Page extract Block Start
Assuming that a trial is correctly designed to detect with power 80%–90% a true benefit, the %acceptance over a range of plausible scenarios for significant trials is compared between the dual rule based on the PE thresholds behaving similarly to the proposed LL95%CI threshold incorporated in ESMO-MCBS v1.0 (figure 6A,B: PFS; figure 6C,D: OS; 80% and 90% power).

Figure 6

Comparison of the ESMO-MCBS dual rule and the dual rule with PE thresholds exhibiting similar behaviour: %acceptance of maximal RB (solid line: RB rule) and maximal preliminary grade (dotted line: dual rule) over significant trials for different true HRs. 

(A-B) PFS, 80% power - 90% power. Note: Median control PFS ≤6 months: LL95%CI ≤0.65 rule vs PE<0.75 and PE<0.80; and gain ≥1.5 months.  Median control PFS >6 months: LL95%CI ≤0.65 rule vs PE<0.75 and PE<0.80; and gain ≥3 months.

(C-D) OS, 80% power - 90% power. Note:  Median control OS ≤12 months: LL95%CI ≤0.65 rule vs PE<0.75 and PE<0.80; and gain ≥3 months. Median control OS >12 months (24 months): LL95%CI ≤0.70 rule vs PE<0.80 and PE<0.83; and gain ≥5 months.

Big true benefit (illustrated for true HR=0.60, 0.65, 0.70)

In all of these scenarios, the LL95%CI ≤0.65 rule is consistently at least as lenient as the PE threshold of 0.80 (and more lenient than PE <0.75), accepting for highest grade almost 100% of the significant trials. The same is true for the LL95%CI ≤0.70 rule and the corresponding PE <0.80, PE <0.83, respectively, applied when median control OS >12 months.

The limiting effect of the strict AB rule, whereby maximal preliminary grade is only achieved when AB targets are met, is especially pronounced when the OS median control is 6 months or less. However, when the median OS is long (eg, 24 months), this constraint is lost since the AB rule (OS: 5 months gain) is always satisfied.

Smaller true benefit (illustrated for true HR=0.75, 0.80, 0.85)

The PE <0.75 threshold imposes initially a higher penalty, which becomes almost identical to the LL95%CI rule for true HR >0.80. For true HR=0.75, it overpenalises studies compared with the other criteria. When the true HR is 0.80 or 0.85, indicating a lower level of benefit, the LL95%CI ≤0.65 threshold behaves similarly to the PE >0.75 threshold and both are substantially stricter than the PE >0.80 threshold.

Thus, over the full range of true HRs, the ESMO-MCBS v1.0 dual rule is exhibiting the most desired discriminatory behaviour by being at least as lenient or more than the dual rule based on PE <0.80 when the true benefit is big, while it is similarly strict to the dual rule based on PE <0.75 when true benefit is small (true HR = 0.80, 0.85).

The PE thresholds for the assessment of RB for OS that were proposed by Sobrero et al are substantially more non-inclusive.10 For example, for median control OS of 6 months, this rule leads to a false-negative rate of 61% for true HR=0.65, in a correctly designed study with power 80% and to 69%, for power 90% (see online supplementary figure S3A,B). In the field testing using these PE thresholds, two-thirds of the six studies (67%) achieving the maximal ESMO-MCBS preliminary grade with primary endpoint OS, and judged by the experts as deserving it, would have been unduly penalised (see online supplementary tables S3 and S4; studies highlighted with grey background).
Page extract Block End
## [Task instructions]
- a) According to the ESMO-MCBS excerpt, what share of the six studies reaching the maximal preliminary grade with primary endpoint OS would have been unduly penalised under the Sobrero PE thresholds?
- b) From the ESMO-MCBS excerpt, copy everything from "The PE thresholds for" down to "with grey background).".
Material shown Block Start
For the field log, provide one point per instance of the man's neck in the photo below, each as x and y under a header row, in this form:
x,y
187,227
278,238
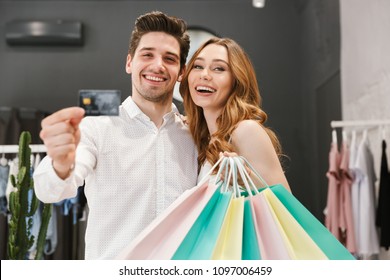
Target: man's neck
x,y
154,110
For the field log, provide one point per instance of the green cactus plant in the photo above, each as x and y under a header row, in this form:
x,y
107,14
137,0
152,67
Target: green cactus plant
x,y
22,209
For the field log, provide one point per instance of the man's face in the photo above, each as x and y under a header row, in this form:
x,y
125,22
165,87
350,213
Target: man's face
x,y
155,67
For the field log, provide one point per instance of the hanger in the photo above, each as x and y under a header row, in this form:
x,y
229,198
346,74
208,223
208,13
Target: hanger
x,y
345,136
3,160
334,136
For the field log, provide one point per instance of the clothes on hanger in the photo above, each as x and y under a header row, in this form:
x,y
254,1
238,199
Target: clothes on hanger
x,y
338,216
383,210
367,241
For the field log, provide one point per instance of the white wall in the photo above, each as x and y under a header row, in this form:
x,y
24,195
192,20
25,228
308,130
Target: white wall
x,y
365,67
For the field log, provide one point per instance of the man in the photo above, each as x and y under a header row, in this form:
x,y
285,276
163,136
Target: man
x,y
134,165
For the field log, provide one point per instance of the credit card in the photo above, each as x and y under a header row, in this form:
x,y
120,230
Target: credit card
x,y
100,102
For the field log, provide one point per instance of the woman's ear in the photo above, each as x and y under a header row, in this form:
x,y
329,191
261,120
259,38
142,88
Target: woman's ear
x,y
128,64
182,71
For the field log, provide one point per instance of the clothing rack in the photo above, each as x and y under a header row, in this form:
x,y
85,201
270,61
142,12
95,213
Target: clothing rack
x,y
357,123
14,149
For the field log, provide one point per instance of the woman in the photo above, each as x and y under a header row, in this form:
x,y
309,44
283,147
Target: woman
x,y
222,104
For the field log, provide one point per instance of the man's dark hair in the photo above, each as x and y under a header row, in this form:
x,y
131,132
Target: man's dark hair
x,y
159,22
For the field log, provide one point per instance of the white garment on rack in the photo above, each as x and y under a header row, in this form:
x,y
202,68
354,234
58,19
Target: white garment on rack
x,y
363,200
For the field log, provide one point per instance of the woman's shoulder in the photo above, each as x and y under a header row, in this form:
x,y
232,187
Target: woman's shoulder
x,y
246,127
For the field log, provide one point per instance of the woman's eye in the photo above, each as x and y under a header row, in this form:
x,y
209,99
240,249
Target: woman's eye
x,y
219,69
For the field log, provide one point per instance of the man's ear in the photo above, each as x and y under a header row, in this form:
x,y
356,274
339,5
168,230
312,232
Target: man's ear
x,y
128,64
182,71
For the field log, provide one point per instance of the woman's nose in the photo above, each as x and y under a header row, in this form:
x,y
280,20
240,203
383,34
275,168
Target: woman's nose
x,y
205,74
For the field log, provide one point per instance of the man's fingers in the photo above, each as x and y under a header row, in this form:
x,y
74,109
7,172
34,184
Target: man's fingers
x,y
66,114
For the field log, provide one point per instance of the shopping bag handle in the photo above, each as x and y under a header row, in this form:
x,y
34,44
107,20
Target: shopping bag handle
x,y
249,185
Material shown Block End
## [Solutions in order]
- a) Two-thirds of them (67%).

- b)
The PE thresholds for the assessment of RB for OS that were proposed by Sobrero et al are substantially more non-inclusive.10 For example, for median control OS of 6 months, this rule leads to a false-negative rate of 61% for true HR=0.65, in a correctly designed study with power 80% and to 69%, for power 90% (see online supplementary figure S3A,B). In the field testing using these PE thresholds, two-thirds of the six studies (67%) achieving the maximal ESMO-MCBS preliminary grade with primary endpoint OS, and judged by the experts as deserving it, would have been unduly penalised (see online supplementary tables S3 and S4; studies highlighted with grey background).